- SET EXERCISE -
Change every instance of "marker" in the listing to "pin", and reproduce the lines with all else unchanged.

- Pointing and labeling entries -
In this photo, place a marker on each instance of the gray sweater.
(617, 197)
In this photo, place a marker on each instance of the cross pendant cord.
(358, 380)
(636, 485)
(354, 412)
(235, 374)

- ANSWER TO THIS TASK -
In this photo, place a pin on each instance of the gray sweater.
(617, 197)
In this photo, place a pin on each instance of the cross pendant cord.
(358, 380)
(636, 485)
(354, 412)
(235, 374)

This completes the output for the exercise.